◆ Text ◆
--------------------------------------------------

Nevadans will have the opportunity to vote on whether or not to legalize cannabis for adult use this November.
The Nevada Marijuana Legalization Initiative is on the ballot as a result of an initiative petition — meaning enough signatures of registered voters were collected in order for it to appear on the ballot for the state’s residents to weigh in on. In order for the initiative petition to pass, a majority of Nevada voters who show up to the polls on November 8th will have to support the ballot question.
The measure would legalize one ounce or less of marijuana for recreational use in the State of Nevada for individuals at least 21 years of age or older. The marijuana could only be grown, produced, tested and sold in licensed facilities. Those licenses would be awarded to applicants utilizing a merit-based system. The initiative petition limits the number of licenses that will be granted for the adult-use market.
Nevada already has a medical marijuana program and it will remain in place. The medical marijuana market has a 2 percent excise tax that is paid to the state and goes into the general education fund. If adult-use passes in November, the excise tax on adult-use product will be 15 percent. This tax will go into the general education fund as well and could produce millions of dollars to help improve and support K-12 education in Nevada.
Colorado, Washington, Oregon and Alaska are states that have previously passed laws allowing for the adult use of cannabis. In the first year of having legalized adult use, Colorado received over $60 million in tax revenue and saw a reduction in the crime rate.1 Oregon saw sales in excess of $11 million in the first week of adult-use.2 Such revenue could be a significant boost to the economy and educational system in Nevada.
Thus, voters have a few short months to decide if Nevada should legalize cannabis for adult use.

--------------------------------------------------

◆ Provided records ◆

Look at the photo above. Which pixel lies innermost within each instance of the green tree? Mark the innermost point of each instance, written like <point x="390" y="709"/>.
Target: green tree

--------------------------------------------------

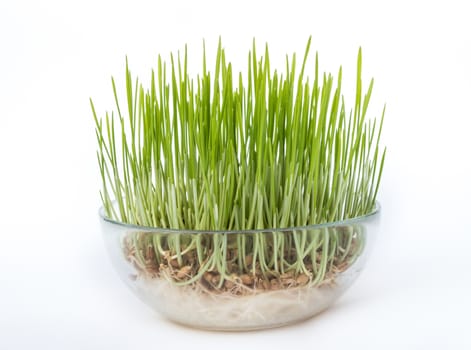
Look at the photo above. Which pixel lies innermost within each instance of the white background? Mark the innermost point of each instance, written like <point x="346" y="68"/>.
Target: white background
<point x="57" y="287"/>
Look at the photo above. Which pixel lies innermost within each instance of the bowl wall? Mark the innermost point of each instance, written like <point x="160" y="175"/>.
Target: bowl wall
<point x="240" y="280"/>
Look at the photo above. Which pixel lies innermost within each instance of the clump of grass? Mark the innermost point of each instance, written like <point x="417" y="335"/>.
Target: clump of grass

--------------------------------------------------

◆ What you need to do ◆
[1] Translate this sentence from the text on Nevada's cannabis ballot measure into Spanish: "Nevada already has a medical marijuana program and it will remain in place."
[2] Write out the part of the text on Nevada's cannabis ballot measure that opens with the words containing "Nevadans will have" and closes with "the ballot question.".
Use only the text on Nevada's cannabis ballot measure.

◆ Answer list ◆
[1] Nevada ya tiene un programa de marihuana medicinal y este seguirá vigente.

[2]
Nevadans will have the opportunity to vote on whether or not to legalize cannabis for adult use this November.
The Nevada Marijuana Legalization Initiative is on the ballot as a result of an initiative petition — meaning enough signatures of registered voters were collected in order for it to appear on the ballot for the state’s residents to weigh in on. In order for the initiative petition to pass, a majority of Nevada voters who show up to the polls on November 8th will have to support the ballot question.